* Start DOCUMENT PASSAGE *

If you can add the extra 2GB do it (read your motherboard manual).

1) 2GB -> 32-bit Windows
2) 3GB or 4GB -> 64-bit Windows

There are other advantages to 64-bit. Software compatibility and drivers are generally a non-issue but double check.

64-bit is the future. Windows 8 is confirmed to be 64-bit only but that's not a reason to switch now.

There is generally no performance advantage to 64-bit as 99.9% of programs are actually running on 64-bit Windows in a 32-bit emulation mode. 64-bit programs are starting to appear though, but it's likely we won't see a huge surge until Windows 8 approaches in 3 years.

 
If you have 4gb, then by all means install the 64bit version of vista or windows-7. It is a more secure OS and it will let you use more of your 4gb. A 32 bit OS will see only about 3.4gb.

It is true that 64 bit vista or windows-7 will use more ram. That is a good thing. XP was built when ram was expensive. It therefore does much extra work with the page file to conserve ram. Vista, on the other hand uses ram to cache useful data so that it does not have to retrieve it from the hard drive. You can consider that XP wastes ram by not using it.

The only major category of programs that will not run on a 64 bit os is old dos based 16 bit programs.

* End DOCUMENT PASSAGE *

**SET PROBLEM A**
Copy the rows from their start through the line holding "[0,0,300,133]", including both ends, and leave the pictures out.
The text and the rows come from unrelated sources.

* Start EXCERPTED RECORDS *

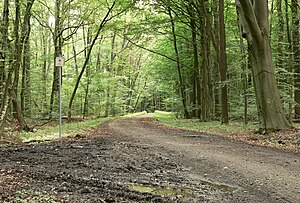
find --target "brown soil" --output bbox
[0,117,300,203]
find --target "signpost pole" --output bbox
[55,56,65,139]
[59,66,62,139]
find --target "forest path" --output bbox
[0,116,300,203]
[109,118,300,203]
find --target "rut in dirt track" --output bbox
[0,118,300,203]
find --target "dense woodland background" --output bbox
[0,0,300,133]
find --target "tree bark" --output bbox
[168,8,190,118]
[49,0,63,119]
[291,0,300,118]
[237,0,291,133]
[219,0,229,124]
[68,1,116,119]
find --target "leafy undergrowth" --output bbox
[2,118,111,143]
[0,111,147,145]
[153,112,300,152]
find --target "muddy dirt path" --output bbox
[0,117,300,203]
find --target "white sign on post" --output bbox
[55,56,65,138]
[55,56,65,67]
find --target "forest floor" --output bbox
[0,117,300,203]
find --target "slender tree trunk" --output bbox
[0,0,11,110]
[285,0,294,122]
[83,29,92,118]
[68,1,116,119]
[291,0,300,119]
[168,8,190,118]
[237,0,291,133]
[190,8,200,117]
[219,0,229,124]
[21,1,34,116]
[49,0,63,119]
[199,2,211,121]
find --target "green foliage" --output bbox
[18,118,109,142]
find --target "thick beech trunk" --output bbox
[237,0,291,133]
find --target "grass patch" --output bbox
[152,111,177,120]
[153,112,257,134]
[121,111,147,118]
[17,118,111,142]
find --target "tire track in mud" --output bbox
[0,118,300,202]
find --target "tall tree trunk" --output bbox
[49,0,63,119]
[219,0,229,124]
[21,1,34,116]
[237,0,291,133]
[0,0,11,109]
[189,7,200,117]
[198,2,212,121]
[68,1,116,119]
[291,0,300,118]
[285,0,294,122]
[83,28,92,118]
[168,8,190,118]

* End EXCERPTED RECORDS *

**SET PROBLEM B**
Answer these from the passage on 32-bit and 64-bit Windows:
(i) About how much memory will a 32-bit OS see?
(ii) Which Windows version is confirmed to be 64-bit only?
(iii) What is the only major category of programs that will not run on a 64-bit OS?

**FINAL RESULT A**
find --target "brown soil" --output bbox
[0,117,300,203]
find --target "signpost pole" --output bbox
[55,56,65,139]
[59,66,62,139]
find --target "forest path" --output bbox
[0,116,300,203]
[109,118,300,203]
find --target "rut in dirt track" --output bbox
[0,118,300,203]
find --target "dense woodland background" --output bbox
[0,0,300,133]

**FINAL RESULT B**
(i) About 3.4gb.
(ii) Windows 8.
(iii) Old DOS-based 16-bit programs.